## WHAT TO WORK ON
Which of the lines below hold the word "white"? Pull each of them out.

## INFORMATION PROVIDED
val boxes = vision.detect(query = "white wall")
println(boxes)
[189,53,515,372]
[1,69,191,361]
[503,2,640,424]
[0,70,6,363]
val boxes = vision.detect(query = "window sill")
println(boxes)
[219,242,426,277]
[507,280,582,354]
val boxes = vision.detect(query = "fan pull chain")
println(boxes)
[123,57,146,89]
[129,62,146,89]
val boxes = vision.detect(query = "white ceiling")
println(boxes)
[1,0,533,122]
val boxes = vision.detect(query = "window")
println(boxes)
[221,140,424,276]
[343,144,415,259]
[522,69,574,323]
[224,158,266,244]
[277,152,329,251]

...

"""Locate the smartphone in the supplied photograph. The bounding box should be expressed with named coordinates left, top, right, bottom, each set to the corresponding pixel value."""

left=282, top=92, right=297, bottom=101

## ANSWER BOX
val boxes = vision.detect(query = "white wall")
val boxes = vision.detect(query = "white ceiling")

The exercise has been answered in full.